[Stored data entries]
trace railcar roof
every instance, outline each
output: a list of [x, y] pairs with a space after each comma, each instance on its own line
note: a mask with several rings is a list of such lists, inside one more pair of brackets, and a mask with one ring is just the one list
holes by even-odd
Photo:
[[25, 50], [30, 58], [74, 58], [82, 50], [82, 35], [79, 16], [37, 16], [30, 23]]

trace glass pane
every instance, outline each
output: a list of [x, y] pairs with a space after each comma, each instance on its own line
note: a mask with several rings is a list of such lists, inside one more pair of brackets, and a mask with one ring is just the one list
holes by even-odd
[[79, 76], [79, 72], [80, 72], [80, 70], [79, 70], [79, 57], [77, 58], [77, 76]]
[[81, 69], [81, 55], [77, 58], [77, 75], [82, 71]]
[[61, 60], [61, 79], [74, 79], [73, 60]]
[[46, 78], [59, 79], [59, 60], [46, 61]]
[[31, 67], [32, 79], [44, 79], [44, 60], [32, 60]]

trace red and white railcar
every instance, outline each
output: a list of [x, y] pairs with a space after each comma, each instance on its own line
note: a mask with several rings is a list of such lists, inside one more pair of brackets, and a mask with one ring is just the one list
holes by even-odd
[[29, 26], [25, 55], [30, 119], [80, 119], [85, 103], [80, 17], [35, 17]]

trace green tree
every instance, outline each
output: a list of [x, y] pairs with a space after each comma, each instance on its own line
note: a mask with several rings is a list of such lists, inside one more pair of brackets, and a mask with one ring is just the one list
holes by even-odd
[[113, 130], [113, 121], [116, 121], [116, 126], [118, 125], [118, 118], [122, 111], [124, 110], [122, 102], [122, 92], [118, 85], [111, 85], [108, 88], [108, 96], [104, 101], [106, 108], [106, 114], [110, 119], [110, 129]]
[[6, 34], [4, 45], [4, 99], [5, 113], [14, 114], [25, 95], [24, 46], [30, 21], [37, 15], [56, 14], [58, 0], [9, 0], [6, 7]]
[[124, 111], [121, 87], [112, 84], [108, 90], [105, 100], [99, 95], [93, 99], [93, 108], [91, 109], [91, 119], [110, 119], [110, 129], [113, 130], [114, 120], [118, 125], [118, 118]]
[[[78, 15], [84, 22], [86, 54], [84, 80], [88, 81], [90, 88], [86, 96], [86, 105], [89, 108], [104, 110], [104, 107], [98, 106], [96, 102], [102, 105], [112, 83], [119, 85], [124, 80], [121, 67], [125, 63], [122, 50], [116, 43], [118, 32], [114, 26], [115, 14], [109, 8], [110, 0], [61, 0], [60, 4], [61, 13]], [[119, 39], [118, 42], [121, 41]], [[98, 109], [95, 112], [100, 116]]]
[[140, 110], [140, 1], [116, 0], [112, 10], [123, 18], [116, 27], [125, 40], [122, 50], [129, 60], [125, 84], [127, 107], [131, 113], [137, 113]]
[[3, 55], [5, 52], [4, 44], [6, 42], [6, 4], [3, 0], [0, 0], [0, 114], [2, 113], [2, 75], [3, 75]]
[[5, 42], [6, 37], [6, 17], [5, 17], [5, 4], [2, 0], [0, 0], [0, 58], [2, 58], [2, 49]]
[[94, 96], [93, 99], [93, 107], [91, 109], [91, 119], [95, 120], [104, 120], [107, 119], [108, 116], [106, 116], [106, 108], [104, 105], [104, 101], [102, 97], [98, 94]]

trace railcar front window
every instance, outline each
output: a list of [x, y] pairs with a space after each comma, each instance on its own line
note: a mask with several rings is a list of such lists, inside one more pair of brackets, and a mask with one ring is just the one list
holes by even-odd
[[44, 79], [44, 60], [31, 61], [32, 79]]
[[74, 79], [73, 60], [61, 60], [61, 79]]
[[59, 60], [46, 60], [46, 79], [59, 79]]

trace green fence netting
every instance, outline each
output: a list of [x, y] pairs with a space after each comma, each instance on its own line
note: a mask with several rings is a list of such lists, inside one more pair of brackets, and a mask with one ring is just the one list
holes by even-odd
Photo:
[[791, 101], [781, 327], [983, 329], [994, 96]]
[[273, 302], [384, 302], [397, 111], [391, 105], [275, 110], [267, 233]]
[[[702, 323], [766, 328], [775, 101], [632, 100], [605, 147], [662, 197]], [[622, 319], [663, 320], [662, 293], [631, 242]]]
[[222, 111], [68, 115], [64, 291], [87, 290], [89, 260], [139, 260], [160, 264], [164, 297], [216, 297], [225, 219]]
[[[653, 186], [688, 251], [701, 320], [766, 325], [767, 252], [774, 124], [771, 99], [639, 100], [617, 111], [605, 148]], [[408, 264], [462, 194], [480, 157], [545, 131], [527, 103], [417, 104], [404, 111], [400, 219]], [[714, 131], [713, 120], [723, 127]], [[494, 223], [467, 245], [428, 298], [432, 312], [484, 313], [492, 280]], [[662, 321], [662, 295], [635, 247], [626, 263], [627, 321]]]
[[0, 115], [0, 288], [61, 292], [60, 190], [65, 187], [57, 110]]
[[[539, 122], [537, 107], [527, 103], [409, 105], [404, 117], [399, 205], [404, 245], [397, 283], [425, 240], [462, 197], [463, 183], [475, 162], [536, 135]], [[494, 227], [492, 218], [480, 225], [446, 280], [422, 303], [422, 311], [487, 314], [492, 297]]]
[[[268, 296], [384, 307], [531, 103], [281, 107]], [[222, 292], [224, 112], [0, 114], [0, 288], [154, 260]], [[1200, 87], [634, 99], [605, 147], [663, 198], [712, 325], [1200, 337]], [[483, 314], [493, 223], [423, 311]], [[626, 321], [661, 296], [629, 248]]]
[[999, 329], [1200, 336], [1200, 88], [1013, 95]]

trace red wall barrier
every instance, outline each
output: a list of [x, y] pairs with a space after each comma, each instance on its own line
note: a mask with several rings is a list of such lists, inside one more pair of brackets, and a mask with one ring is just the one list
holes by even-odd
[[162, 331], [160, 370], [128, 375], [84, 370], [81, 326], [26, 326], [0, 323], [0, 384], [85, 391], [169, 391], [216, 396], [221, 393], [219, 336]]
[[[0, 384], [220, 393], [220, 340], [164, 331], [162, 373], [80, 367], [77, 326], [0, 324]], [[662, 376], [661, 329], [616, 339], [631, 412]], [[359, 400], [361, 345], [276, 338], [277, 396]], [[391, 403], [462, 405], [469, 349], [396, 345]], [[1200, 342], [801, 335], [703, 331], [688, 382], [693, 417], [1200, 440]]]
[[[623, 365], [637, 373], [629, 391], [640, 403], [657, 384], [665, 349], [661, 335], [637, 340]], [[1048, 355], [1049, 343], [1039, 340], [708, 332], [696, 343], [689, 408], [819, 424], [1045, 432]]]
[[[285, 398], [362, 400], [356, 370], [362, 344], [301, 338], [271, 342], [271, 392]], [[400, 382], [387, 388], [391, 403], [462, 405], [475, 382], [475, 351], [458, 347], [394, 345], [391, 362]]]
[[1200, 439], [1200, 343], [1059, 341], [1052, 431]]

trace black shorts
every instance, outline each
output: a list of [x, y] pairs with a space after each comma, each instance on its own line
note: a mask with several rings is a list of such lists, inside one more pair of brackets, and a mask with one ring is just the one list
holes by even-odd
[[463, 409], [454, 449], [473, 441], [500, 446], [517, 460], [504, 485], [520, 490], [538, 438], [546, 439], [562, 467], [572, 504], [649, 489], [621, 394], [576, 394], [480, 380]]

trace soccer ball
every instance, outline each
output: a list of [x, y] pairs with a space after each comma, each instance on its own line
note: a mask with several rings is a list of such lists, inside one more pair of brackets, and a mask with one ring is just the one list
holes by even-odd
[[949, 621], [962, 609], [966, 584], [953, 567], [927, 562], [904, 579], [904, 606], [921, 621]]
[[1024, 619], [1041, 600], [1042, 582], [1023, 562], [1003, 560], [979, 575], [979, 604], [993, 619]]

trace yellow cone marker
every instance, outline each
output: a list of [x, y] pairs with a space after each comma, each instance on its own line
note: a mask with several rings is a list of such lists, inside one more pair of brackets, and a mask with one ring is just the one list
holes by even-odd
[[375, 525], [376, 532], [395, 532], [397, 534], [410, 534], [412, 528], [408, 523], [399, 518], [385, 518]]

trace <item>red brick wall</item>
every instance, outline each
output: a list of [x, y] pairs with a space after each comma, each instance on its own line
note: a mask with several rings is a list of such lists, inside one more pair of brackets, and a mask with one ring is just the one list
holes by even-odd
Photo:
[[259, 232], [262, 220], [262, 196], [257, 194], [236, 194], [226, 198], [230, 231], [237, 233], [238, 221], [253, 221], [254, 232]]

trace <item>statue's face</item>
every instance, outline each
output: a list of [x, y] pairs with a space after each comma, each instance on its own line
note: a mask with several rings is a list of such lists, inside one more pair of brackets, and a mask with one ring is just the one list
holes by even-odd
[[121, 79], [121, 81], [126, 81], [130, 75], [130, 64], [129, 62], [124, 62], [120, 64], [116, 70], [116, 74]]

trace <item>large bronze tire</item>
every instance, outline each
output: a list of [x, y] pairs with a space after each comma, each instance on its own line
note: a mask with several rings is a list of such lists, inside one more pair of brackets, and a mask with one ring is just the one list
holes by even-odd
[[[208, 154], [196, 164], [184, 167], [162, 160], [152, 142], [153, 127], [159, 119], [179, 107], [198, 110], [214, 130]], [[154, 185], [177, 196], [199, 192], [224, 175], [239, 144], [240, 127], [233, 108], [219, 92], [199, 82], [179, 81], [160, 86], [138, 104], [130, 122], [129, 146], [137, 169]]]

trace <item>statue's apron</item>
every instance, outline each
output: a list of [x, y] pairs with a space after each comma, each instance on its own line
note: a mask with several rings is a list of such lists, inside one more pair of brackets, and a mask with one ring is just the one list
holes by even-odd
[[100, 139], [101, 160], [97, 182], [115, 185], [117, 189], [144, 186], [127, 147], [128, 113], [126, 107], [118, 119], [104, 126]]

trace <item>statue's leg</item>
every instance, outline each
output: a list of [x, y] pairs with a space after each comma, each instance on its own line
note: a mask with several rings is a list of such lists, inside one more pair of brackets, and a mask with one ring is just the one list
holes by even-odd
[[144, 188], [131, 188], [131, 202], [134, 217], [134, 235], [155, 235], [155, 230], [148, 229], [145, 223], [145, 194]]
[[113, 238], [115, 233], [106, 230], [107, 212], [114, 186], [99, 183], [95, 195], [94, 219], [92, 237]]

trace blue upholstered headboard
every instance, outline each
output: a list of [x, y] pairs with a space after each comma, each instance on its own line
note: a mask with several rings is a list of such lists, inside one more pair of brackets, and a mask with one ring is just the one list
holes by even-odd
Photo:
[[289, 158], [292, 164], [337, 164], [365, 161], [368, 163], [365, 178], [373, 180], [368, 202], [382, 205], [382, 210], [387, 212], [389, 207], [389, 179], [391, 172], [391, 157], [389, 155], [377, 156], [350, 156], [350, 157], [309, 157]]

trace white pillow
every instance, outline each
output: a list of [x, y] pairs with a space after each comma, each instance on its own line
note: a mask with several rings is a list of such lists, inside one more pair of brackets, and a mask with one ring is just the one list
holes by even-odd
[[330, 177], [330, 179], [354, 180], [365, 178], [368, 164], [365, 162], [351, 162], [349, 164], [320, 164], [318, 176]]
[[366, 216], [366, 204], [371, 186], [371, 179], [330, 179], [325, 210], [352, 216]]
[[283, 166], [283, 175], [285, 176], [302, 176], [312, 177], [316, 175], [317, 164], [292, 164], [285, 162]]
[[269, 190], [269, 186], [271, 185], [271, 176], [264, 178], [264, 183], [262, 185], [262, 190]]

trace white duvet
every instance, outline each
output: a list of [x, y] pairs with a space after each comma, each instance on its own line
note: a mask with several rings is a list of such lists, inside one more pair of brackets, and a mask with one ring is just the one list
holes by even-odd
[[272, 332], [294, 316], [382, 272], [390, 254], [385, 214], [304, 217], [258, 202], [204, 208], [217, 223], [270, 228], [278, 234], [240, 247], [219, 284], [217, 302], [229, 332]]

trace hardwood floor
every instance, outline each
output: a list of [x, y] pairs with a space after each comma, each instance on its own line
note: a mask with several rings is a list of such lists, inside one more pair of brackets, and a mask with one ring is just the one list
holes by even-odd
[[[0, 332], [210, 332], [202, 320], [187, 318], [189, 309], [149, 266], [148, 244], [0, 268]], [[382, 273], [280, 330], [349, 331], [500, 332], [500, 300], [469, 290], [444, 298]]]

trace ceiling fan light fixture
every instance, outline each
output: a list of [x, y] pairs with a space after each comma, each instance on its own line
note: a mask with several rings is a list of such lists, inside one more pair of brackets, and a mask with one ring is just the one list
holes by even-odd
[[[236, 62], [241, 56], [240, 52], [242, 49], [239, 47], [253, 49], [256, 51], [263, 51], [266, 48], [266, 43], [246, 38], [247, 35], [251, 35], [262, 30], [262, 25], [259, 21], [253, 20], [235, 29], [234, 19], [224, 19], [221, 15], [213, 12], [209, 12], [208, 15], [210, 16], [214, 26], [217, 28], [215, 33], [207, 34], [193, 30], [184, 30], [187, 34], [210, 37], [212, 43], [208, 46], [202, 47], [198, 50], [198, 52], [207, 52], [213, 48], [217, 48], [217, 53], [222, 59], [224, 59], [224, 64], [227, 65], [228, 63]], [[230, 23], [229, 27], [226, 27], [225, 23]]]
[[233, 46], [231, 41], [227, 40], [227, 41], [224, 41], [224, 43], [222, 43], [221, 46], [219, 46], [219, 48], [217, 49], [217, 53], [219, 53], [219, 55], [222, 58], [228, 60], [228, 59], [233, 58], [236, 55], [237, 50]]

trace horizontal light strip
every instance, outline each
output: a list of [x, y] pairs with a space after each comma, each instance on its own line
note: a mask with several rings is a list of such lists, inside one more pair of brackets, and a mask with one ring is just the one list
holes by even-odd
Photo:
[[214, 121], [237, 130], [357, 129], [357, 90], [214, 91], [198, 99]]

● **Task goal**:
Go line by line through the records and copy those that contain the word "light".

● **Answer below**:
trace ceiling fan light fixture
trace horizontal light strip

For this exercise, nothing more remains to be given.